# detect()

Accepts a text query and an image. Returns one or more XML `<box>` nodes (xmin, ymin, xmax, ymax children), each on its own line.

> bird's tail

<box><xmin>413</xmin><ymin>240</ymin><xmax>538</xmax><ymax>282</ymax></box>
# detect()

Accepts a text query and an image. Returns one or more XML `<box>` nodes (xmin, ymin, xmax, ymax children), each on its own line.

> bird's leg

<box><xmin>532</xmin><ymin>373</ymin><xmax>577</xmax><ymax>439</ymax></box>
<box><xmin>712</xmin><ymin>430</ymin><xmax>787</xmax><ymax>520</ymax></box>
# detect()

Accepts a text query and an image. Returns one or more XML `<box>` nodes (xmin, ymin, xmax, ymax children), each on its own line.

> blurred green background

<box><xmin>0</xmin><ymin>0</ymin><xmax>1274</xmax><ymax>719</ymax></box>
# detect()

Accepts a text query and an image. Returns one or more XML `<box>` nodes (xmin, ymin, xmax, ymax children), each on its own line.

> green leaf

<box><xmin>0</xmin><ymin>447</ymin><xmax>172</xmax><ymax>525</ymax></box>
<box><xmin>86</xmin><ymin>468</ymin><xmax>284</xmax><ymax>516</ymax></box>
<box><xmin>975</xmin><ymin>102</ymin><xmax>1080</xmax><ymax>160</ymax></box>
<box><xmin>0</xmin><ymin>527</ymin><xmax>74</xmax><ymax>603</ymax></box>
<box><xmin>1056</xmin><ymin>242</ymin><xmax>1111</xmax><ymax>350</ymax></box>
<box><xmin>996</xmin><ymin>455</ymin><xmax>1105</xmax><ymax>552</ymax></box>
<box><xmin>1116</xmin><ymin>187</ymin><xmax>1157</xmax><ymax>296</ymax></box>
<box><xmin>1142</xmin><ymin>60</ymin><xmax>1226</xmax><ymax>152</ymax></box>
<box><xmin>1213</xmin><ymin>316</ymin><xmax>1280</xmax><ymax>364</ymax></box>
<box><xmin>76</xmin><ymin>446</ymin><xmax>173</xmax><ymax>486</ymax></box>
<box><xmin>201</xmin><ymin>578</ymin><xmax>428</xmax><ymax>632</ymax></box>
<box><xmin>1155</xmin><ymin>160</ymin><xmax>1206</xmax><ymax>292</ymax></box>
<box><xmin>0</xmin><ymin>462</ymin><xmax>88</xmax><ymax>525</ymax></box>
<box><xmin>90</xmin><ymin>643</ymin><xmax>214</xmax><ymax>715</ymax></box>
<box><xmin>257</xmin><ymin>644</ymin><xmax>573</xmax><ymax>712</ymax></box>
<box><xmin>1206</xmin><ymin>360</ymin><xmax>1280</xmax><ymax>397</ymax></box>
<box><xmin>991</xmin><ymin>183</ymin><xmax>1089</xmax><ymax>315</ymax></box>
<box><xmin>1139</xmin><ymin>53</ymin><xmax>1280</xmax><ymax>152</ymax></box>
○ ○ ○ ○ ○
Exercise prompt
Pick out every line above that contains the word "green" and list those lines in their original order.

Exercise response
> blurred green background
> green leaf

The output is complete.